*Exercise task*: Convert every line of the records below into a Markdown table with the columns "Row" and "Line Text", numbering each row and omitting blank lines.

Start Data for the task

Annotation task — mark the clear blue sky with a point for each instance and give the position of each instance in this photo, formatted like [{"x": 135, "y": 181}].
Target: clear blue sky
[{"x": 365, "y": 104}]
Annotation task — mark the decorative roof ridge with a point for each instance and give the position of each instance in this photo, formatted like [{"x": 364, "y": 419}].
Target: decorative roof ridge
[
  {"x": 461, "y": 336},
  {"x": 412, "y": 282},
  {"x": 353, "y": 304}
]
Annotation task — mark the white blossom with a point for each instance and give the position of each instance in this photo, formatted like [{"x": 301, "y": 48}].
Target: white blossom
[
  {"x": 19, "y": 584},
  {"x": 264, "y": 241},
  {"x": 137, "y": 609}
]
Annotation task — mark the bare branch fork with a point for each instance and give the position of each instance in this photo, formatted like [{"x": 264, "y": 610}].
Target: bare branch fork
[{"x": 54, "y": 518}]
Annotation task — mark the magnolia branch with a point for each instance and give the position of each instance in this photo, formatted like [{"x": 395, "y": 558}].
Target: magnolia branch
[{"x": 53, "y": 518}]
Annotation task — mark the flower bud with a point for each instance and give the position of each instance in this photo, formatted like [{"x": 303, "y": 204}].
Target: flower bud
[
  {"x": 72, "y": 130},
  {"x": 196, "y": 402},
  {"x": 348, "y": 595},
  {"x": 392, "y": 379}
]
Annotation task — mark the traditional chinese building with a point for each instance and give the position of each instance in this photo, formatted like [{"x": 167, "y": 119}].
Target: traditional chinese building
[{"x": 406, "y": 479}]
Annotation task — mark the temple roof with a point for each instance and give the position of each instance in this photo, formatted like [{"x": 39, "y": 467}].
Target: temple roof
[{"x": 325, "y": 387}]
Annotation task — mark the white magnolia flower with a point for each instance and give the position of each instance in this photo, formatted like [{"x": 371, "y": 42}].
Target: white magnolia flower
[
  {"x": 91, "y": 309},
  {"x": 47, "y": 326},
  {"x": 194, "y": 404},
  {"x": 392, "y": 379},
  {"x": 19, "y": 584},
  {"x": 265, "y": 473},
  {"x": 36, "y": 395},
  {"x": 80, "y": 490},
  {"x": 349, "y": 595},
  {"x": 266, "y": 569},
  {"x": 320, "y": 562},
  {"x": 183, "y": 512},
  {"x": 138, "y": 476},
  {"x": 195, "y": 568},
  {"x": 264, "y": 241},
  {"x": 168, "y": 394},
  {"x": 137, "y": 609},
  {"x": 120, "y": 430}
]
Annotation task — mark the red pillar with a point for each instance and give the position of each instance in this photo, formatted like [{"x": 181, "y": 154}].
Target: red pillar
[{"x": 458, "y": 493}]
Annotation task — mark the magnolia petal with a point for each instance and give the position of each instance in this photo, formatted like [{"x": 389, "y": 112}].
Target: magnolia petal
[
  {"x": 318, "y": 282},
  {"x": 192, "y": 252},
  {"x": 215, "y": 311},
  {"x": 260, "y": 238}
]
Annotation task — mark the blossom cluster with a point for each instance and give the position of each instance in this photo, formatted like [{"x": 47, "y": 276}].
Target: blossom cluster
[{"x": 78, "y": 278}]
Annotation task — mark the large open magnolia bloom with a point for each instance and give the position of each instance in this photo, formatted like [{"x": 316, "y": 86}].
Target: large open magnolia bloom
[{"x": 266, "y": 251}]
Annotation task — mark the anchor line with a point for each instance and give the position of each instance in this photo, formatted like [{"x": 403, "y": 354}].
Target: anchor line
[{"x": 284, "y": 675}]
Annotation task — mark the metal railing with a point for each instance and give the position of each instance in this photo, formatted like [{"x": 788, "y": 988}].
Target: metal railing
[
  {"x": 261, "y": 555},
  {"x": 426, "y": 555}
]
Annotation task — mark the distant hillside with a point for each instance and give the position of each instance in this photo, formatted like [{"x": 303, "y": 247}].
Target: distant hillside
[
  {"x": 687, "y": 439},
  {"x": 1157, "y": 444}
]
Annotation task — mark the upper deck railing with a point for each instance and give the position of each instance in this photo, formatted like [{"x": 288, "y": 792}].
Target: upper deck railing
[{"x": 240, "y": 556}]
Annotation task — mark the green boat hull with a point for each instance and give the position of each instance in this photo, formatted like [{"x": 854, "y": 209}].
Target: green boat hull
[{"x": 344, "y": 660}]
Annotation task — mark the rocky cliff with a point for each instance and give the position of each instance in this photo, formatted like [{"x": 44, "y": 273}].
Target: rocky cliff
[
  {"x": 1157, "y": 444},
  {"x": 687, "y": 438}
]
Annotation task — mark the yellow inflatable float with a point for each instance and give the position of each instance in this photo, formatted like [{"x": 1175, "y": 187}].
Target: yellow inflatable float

End Data for the task

*Written solution*:
| Row | Line Text |
|---|---|
| 1 | Annotation task — mark the clear blue sky with a point for each instance and give the position of each instance in this photo, formatted like [{"x": 135, "y": 181}]. |
| 2 | Target: clear blue sky |
| 3 | [{"x": 365, "y": 104}] |
| 4 | Annotation task — mark the decorative roof ridge with a point for each instance and give the position of each instance in this photo, formatted like [{"x": 364, "y": 419}]. |
| 5 | Target: decorative roof ridge |
| 6 | [ |
| 7 |   {"x": 461, "y": 336}, |
| 8 |   {"x": 412, "y": 282}, |
| 9 |   {"x": 353, "y": 304} |
| 10 | ] |
| 11 | Annotation task — mark the white blossom with a point for each instance and give the position of each instance in this photo, formatted like [{"x": 301, "y": 48}]. |
| 12 | Target: white blossom |
| 13 | [ |
| 14 |   {"x": 19, "y": 584}, |
| 15 |   {"x": 264, "y": 241}, |
| 16 |   {"x": 137, "y": 609} |
| 17 | ] |
| 18 | Annotation task — mark the bare branch fork with a point for each instance and give the position of each instance in this photo, formatted like [{"x": 264, "y": 610}]. |
| 19 | Target: bare branch fork |
| 20 | [{"x": 54, "y": 518}] |
| 21 | Annotation task — mark the magnolia branch with a point for each instance and give the position of each instance in this photo, formatted like [{"x": 395, "y": 558}]. |
| 22 | Target: magnolia branch |
| 23 | [{"x": 53, "y": 518}] |
| 24 | Annotation task — mark the flower bud with a point for each instance and give the position of each instance in this photo, formatted like [{"x": 303, "y": 204}]. |
| 25 | Target: flower bud |
| 26 | [ |
| 27 |   {"x": 72, "y": 130}, |
| 28 |   {"x": 196, "y": 402}, |
| 29 |   {"x": 348, "y": 595}, |
| 30 |   {"x": 392, "y": 379} |
| 31 | ] |
| 32 | Annotation task — mark the traditional chinese building with a point for each instance and give the position of each instance in this photo, formatted like [{"x": 167, "y": 119}]. |
| 33 | Target: traditional chinese building |
| 34 | [{"x": 406, "y": 479}] |
| 35 | Annotation task — mark the temple roof with a point for each instance and give the position of each instance in this photo, formatted like [{"x": 39, "y": 467}]. |
| 36 | Target: temple roof |
| 37 | [{"x": 325, "y": 387}] |
| 38 | Annotation task — mark the white magnolia flower with a point for each instance and give the position of each instance in this photo, formatted like [{"x": 371, "y": 42}]. |
| 39 | Target: white magnolia flower |
| 40 | [ |
| 41 |   {"x": 91, "y": 309}, |
| 42 |   {"x": 47, "y": 326}, |
| 43 |   {"x": 194, "y": 404}, |
| 44 |   {"x": 392, "y": 379}, |
| 45 |   {"x": 19, "y": 584}, |
| 46 |   {"x": 265, "y": 473}, |
| 47 |   {"x": 36, "y": 395}, |
| 48 |   {"x": 80, "y": 490}, |
| 49 |   {"x": 349, "y": 595}, |
| 50 |   {"x": 266, "y": 569}, |
| 51 |   {"x": 320, "y": 562}, |
| 52 |   {"x": 183, "y": 512}, |
| 53 |   {"x": 138, "y": 476}, |
| 54 |   {"x": 195, "y": 568}, |
| 55 |   {"x": 264, "y": 241}, |
| 56 |   {"x": 168, "y": 394}, |
| 57 |   {"x": 137, "y": 609}, |
| 58 |   {"x": 120, "y": 430} |
| 59 | ] |
| 60 | Annotation task — mark the red pillar with a point for each instance and give the position of each instance in this photo, formatted like [{"x": 181, "y": 154}]. |
| 61 | Target: red pillar |
| 62 | [{"x": 458, "y": 493}] |
| 63 | Annotation task — mark the magnolia petal with a point for each instance and give the position of each instance in this photo, formatted like [{"x": 389, "y": 112}]. |
| 64 | Target: magnolia petal |
| 65 | [ |
| 66 |   {"x": 318, "y": 282}, |
| 67 |   {"x": 192, "y": 252}, |
| 68 |   {"x": 215, "y": 311}, |
| 69 |   {"x": 260, "y": 238} |
| 70 | ] |
| 71 | Annotation task — mark the blossom cluster with a point for each instance and give the position of each instance in this photo, formatted like [{"x": 47, "y": 276}]. |
| 72 | Target: blossom cluster |
| 73 | [{"x": 78, "y": 278}] |
| 74 | Annotation task — mark the large open magnolia bloom with a point for each instance and give the position of each instance in this photo, formatted like [{"x": 316, "y": 86}]. |
| 75 | Target: large open magnolia bloom |
| 76 | [{"x": 266, "y": 251}] |
| 77 | Annotation task — mark the anchor line with a point for each instance and give the position of each instance in this photo, formatted like [{"x": 403, "y": 354}]. |
| 78 | Target: anchor line |
| 79 | [{"x": 284, "y": 675}] |
| 80 | Annotation task — mark the metal railing with a point for each instance and give the position of each instance in this photo, formatted like [{"x": 788, "y": 988}]. |
| 81 | Target: metal railing |
| 82 | [ |
| 83 |   {"x": 261, "y": 555}, |
| 84 |   {"x": 426, "y": 555} |
| 85 | ] |
| 86 | Annotation task — mark the distant hillside with a point for each instance and give the position of each instance in this photo, formatted like [{"x": 303, "y": 247}]. |
| 87 | Target: distant hillside |
| 88 | [ |
| 89 |   {"x": 687, "y": 439}, |
| 90 |   {"x": 1157, "y": 444} |
| 91 | ] |
| 92 | Annotation task — mark the upper deck railing with a point for each instance and give the position of each instance in this photo, formatted like [{"x": 288, "y": 792}]. |
| 93 | Target: upper deck railing |
| 94 | [{"x": 240, "y": 556}] |
| 95 | Annotation task — mark the green boat hull with a point for each instance and give the position of each instance in this photo, formatted like [{"x": 854, "y": 209}]. |
| 96 | Target: green boat hull |
| 97 | [{"x": 344, "y": 660}] |
| 98 | Annotation task — mark the rocky cliff with a point for each instance and give the position of each instance in this photo, formatted like [{"x": 44, "y": 273}]. |
| 99 | Target: rocky cliff |
| 100 | [ |
| 101 |   {"x": 1157, "y": 444}, |
| 102 |   {"x": 687, "y": 438} |
| 103 | ] |
| 104 | Annotation task — mark the yellow inflatable float with a point for each instance and give the position of each instance in this photo, formatted like [{"x": 1175, "y": 187}]. |
| 105 | Target: yellow inflatable float |